__Required work__.
Turn the lines below into a JSON list of strings, one string per line, leaving out any blank lines.

__Raw data__.
*****

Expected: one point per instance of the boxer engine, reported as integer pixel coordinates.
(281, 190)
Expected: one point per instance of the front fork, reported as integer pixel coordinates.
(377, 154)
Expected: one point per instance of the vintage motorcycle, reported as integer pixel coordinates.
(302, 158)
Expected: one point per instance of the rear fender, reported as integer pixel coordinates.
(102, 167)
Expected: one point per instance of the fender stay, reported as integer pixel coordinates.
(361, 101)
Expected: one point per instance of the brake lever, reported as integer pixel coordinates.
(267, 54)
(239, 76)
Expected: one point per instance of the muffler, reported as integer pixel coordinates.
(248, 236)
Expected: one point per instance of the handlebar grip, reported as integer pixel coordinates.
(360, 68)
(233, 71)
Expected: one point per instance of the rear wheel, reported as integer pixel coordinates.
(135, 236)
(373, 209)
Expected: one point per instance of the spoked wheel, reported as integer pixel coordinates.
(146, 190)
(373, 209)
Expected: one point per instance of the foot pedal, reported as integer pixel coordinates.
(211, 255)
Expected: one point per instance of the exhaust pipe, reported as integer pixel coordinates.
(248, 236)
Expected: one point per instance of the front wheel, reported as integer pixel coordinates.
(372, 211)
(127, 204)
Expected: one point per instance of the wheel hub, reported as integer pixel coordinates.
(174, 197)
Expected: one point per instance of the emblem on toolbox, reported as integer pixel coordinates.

*****

__Finished answer__.
[
  "Expected: one point per instance of the boxer engine, reported as integer pixel coordinates.",
  "(281, 190)",
  "Expected: one point per instance of the front fork, reported as integer pixel coordinates.",
  "(377, 154)",
  "Expected: one point per instance of the vintage motorcycle, reported as integer pixel coordinates.",
  "(302, 158)",
  "Expected: one point per instance of the rear fender, reported as integer pixel coordinates.",
  "(102, 167)",
  "Expected: one point per instance of the fender stay, reported as integer pixel coordinates.",
  "(361, 101)",
  "Expected: one point per instance of the brake lever, reported as integer pixel coordinates.",
  "(267, 54)",
  "(239, 76)",
  "Expected: one point per instance of the muffler, reported as integer pixel coordinates.",
  "(248, 236)",
  "Expected: one point per instance of the handlebar grip, reported as integer pixel coordinates.",
  "(360, 68)",
  "(233, 71)",
  "Expected: one point per instance of the rear wheel, reported as integer pixel coordinates.",
  "(135, 236)",
  "(373, 209)",
  "Expected: one point per instance of the spoked wheel, reported as integer pixel coordinates.",
  "(146, 190)",
  "(373, 209)",
  "Expected: one point per instance of the foot pedal, reported as integer pixel coordinates.",
  "(211, 255)",
  "Expected: one point per instance of the exhaust pipe, reported as integer pixel coordinates.",
  "(248, 236)",
  "Expected: one point per instance of the front wheel, reported as integer pixel coordinates.",
  "(372, 211)",
  "(127, 204)",
  "Expected: one point per instance of the wheel hub, reported as integer pixel coordinates.",
  "(174, 197)",
  "Expected: one point per instance of the emblem on toolbox, reported as integer pixel coordinates."
]